* [TASK ITEM]:
Answer these questions from the article on Iran Barkley below.
1. Who convinced Barkley to start boxing, and at what age?
2. Whom did Barkley knock out to win the WBC middleweight title, and in which round?
3. In what city were the 1982 World Championships held, where he won a bronze medal?

Iran Barkley (; born May 6, 1960) is an American former professional boxer who competed from 1982 to 1999. He held world championships in three weight classes, including the WBC middleweight title from 1988 to 1989, the IBF super middleweight title from 1992 to 1993, and the WBA light heavyweight title in 1992. As an amateur boxer, Barkley won a bronze medal in the middleweight division at the 1982 World Championships.

Early life and family
Iran Barkley was the youngest of eight children raised in the Patterson Houses. His parents were Frank Barkley, Sr. and Georgia Barkley. He was a member of the Black Spades street gang in his youth, along with former heavyweight contender Mitch Green. Iran's sister Yvonne, who boxed professionally during the late 1970s, convinced him to start boxing when he was 13 years old, training under Bobby Miles and Connie Bryant.

He is the great uncle of NFL running back Saquon Barkley.

Amateur achievements
1981 – Silver Medal (165 lb) at the New York Golden Gloves, losing to Dennis Milton
1981 – Gold Medal (165 lb) at the Empire State Games
1982 – Bronze Medal (165 lb)at the Copenhagen Box Cup in Copenhagen, Denmark
1982 – Bronze Medal (75 kg) at the World Championships in Munich, West Germany

Professional career

Known as "The Blade", Barkley turned professional in December 1982, and first challenged for a world title against the highly skilled Italian Sumbu Kalambay, losing on points over fifteen rounds for the vacant WBA middleweight title in Livorno, Toscana, Italy in October 1987.

Barkley returned in 1988 with a split decision over Sanderline Williams and a fifth-round stoppage of Michael Olajide, before winning the WBC middleweight title with a third-round knockout of Thomas Hearns, voted 1988 Upset of the Year by The Ring magazine.

In his next fight, Barkley lost his title via split decision in a 12-round war with Roberto Durán, in a fight proclaimed 1989 Fight of the Year by Ring magazine. Following the defeat to Duran, Barkley took on undefeated Michael Nunn for the IBF and lineal middleweight titles, dropping a close majority decision. He next fought Nigel Benn in a challenge for the WBO middleweight title and was stopped on the three-knockdown rule at the end of a wild first round in which both fighters were hurt.

* [DATA TO EXAMINE]:
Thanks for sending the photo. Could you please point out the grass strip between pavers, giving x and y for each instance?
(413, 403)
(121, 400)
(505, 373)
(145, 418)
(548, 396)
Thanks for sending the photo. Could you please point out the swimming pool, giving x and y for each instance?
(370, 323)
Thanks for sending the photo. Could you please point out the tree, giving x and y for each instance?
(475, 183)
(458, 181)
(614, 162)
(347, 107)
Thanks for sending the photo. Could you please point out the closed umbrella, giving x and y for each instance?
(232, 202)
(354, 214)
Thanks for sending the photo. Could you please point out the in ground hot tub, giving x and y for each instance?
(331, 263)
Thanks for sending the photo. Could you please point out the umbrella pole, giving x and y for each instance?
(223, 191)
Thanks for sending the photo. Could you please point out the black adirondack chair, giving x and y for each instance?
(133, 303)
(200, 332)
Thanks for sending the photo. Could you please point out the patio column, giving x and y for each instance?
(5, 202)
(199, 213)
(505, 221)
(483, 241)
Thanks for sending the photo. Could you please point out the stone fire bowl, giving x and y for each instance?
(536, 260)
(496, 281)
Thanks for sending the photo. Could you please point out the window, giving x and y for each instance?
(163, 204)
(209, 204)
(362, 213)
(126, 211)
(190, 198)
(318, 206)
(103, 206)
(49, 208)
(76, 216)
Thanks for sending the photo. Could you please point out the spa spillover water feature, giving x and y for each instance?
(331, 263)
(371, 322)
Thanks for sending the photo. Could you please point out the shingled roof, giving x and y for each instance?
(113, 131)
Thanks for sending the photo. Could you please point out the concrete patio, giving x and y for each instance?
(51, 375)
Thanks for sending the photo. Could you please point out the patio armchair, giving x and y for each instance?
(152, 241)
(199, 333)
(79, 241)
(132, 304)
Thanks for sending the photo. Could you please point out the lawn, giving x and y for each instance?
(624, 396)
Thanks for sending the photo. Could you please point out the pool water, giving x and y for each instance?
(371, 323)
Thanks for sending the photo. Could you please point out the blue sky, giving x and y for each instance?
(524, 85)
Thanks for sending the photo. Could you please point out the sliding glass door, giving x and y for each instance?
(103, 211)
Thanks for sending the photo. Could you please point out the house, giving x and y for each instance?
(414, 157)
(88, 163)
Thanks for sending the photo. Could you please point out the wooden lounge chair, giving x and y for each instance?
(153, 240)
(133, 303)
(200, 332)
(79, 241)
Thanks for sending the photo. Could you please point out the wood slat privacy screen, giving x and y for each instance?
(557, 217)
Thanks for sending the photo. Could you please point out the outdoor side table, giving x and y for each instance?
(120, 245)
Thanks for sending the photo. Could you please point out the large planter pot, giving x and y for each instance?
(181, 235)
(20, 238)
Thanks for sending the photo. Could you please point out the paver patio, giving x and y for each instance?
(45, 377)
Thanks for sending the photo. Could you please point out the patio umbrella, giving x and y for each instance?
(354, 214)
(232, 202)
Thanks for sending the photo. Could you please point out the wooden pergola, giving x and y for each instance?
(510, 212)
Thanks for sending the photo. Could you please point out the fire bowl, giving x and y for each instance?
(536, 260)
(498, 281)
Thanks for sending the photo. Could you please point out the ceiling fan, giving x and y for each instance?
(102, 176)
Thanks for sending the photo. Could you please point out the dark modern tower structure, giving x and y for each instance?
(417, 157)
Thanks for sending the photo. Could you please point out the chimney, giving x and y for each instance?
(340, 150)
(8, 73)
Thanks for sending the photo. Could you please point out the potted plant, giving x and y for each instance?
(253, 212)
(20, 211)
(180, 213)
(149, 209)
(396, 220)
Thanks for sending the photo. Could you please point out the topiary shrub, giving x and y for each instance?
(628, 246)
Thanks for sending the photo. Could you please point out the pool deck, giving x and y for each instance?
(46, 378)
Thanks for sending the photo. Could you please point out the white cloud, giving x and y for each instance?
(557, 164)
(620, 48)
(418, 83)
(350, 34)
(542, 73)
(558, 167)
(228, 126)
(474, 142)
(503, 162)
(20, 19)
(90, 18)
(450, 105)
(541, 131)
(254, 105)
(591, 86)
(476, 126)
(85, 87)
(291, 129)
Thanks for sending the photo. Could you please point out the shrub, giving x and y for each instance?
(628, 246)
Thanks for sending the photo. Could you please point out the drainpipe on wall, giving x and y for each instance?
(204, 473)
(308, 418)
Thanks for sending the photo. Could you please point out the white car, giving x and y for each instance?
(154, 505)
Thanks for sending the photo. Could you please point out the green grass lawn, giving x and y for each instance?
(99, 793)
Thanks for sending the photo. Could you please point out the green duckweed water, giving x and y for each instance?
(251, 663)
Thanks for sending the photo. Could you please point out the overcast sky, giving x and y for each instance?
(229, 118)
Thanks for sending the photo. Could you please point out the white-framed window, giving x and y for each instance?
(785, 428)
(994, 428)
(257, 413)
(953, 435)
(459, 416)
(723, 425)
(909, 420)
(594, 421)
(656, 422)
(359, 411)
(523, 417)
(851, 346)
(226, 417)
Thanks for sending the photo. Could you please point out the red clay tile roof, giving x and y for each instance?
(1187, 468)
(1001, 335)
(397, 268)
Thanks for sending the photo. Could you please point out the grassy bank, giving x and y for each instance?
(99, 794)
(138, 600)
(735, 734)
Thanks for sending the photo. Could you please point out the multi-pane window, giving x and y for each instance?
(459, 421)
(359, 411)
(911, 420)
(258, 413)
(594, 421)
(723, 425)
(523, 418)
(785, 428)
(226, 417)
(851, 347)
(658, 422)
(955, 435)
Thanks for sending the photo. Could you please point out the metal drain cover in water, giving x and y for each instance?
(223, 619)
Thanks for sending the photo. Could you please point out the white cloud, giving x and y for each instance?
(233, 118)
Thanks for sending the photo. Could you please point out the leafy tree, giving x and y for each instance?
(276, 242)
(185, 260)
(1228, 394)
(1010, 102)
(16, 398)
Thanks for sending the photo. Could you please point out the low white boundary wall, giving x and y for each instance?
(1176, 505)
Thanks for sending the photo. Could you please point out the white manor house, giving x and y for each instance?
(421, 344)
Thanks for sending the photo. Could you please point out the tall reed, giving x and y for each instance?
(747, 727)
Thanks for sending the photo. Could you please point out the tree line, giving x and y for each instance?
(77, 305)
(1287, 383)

* [OUTPUT]:
1. His sister Yvonne convinced him, when he was 13 years old.
2. He knocked out Thomas Hearns in the third round.
3. Munich, West Germany.